- **Work request**: Count the lines of the records below that hold the word "roof", and give only the number.

[Stored data]
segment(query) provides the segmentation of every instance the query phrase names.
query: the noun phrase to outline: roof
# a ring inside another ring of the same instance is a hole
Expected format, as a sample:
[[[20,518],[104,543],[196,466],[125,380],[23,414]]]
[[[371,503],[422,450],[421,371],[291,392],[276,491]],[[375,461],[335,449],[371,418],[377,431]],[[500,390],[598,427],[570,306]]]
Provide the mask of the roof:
==
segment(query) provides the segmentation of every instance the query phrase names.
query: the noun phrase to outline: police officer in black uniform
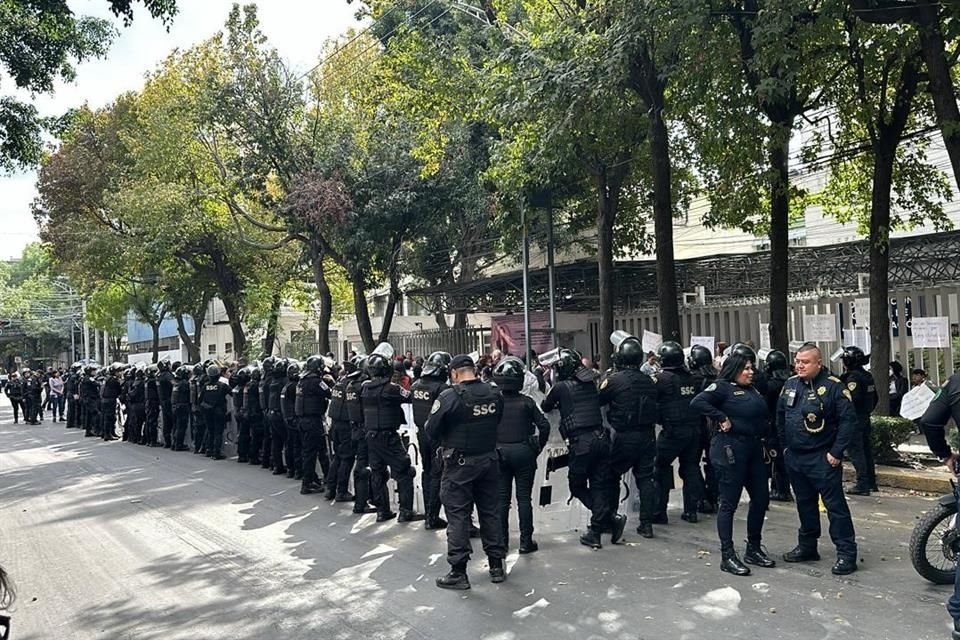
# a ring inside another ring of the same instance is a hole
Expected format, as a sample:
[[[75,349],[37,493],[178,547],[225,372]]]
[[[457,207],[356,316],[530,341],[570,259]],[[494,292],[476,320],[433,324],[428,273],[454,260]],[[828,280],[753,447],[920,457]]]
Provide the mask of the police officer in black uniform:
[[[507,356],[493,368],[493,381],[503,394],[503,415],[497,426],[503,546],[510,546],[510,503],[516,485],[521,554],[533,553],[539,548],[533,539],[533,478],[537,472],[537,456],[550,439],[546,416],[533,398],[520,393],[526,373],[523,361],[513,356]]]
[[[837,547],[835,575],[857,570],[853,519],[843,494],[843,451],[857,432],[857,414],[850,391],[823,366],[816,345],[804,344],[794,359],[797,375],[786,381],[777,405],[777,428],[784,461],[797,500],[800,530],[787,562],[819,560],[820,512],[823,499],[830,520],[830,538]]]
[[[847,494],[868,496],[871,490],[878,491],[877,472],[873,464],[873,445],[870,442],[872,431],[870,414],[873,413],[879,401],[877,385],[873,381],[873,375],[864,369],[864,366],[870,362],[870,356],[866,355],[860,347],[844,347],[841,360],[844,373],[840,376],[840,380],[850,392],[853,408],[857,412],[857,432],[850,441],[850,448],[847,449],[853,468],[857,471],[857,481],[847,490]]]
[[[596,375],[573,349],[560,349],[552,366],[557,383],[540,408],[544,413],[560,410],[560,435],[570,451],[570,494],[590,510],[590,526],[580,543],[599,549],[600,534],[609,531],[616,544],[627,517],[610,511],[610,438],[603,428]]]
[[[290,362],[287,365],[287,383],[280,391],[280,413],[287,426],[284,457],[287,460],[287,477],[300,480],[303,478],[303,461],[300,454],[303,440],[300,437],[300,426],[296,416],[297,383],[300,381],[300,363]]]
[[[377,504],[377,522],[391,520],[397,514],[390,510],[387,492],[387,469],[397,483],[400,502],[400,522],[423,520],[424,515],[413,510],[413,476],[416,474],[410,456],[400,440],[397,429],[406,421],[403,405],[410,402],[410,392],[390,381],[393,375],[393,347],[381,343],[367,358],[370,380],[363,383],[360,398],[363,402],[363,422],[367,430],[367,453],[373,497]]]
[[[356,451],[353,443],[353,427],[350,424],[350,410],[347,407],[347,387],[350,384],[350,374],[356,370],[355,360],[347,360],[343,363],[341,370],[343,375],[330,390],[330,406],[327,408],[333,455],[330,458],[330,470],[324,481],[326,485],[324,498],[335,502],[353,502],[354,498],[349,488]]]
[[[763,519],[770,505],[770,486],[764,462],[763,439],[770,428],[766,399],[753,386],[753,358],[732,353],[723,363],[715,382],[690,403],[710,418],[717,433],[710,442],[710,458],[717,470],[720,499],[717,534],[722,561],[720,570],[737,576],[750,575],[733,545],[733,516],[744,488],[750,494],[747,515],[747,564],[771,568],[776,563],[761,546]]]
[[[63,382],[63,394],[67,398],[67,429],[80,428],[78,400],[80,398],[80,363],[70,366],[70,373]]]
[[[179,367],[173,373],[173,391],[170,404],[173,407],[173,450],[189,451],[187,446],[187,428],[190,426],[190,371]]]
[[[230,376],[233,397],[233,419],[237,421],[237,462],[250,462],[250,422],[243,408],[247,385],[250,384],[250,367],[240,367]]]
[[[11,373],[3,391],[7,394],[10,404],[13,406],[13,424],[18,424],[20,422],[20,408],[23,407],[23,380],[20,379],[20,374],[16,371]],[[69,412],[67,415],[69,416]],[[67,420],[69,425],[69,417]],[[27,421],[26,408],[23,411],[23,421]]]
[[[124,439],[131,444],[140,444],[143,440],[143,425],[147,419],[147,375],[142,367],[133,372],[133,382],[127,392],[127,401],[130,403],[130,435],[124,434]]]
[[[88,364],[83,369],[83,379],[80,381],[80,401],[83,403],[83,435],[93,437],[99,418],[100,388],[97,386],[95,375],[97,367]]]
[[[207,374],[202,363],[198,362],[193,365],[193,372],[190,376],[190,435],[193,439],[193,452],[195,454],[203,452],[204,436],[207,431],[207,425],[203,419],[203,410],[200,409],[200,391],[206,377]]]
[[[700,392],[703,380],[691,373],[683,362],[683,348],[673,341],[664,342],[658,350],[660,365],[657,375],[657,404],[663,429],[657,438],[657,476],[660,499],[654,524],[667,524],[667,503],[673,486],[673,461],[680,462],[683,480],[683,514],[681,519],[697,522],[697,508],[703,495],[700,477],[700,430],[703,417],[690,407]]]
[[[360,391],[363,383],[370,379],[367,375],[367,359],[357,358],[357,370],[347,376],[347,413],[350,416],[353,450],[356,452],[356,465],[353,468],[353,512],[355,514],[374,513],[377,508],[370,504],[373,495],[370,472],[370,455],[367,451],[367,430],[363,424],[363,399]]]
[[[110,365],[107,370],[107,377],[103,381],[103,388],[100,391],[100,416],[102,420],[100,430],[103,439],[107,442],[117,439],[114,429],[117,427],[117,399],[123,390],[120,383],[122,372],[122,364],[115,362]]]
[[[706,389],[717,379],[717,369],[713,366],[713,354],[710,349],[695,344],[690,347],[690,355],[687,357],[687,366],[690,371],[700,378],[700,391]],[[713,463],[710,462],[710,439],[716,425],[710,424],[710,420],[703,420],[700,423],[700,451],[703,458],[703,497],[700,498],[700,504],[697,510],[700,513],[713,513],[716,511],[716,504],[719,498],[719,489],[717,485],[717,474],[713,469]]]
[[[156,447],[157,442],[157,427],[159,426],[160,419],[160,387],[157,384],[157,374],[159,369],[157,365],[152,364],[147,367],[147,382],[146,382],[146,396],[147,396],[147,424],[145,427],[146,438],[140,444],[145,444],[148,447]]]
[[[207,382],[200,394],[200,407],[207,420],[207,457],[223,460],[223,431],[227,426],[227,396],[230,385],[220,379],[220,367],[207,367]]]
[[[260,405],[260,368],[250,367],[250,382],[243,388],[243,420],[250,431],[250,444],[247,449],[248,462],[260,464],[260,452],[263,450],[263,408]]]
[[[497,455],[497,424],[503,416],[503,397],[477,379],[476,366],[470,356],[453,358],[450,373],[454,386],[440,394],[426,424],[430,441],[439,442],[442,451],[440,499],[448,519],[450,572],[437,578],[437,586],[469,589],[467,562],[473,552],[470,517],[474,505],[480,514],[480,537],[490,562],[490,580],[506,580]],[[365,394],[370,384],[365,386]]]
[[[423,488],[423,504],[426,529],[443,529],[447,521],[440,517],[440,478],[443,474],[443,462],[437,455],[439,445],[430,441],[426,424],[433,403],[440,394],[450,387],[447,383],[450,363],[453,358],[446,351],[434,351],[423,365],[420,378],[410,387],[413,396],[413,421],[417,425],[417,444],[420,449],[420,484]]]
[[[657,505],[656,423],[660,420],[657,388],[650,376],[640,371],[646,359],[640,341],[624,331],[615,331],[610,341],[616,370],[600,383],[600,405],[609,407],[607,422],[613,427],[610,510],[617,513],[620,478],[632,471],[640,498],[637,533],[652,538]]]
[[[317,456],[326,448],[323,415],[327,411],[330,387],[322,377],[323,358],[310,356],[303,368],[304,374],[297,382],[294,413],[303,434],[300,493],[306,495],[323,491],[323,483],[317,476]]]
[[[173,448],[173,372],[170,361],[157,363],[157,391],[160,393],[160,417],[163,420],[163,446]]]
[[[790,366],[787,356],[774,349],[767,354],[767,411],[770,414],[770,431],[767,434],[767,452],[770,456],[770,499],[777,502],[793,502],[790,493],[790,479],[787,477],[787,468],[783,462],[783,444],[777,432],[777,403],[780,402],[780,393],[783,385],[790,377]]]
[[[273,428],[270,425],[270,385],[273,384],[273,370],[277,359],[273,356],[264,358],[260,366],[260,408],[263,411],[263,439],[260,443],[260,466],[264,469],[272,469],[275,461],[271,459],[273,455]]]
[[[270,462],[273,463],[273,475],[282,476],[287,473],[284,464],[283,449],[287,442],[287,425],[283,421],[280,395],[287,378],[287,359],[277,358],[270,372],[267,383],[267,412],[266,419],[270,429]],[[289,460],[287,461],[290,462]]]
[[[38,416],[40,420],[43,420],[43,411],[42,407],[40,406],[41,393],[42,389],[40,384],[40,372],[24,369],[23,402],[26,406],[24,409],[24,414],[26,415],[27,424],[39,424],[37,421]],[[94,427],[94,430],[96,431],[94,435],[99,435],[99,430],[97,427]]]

- **Written answer**: 2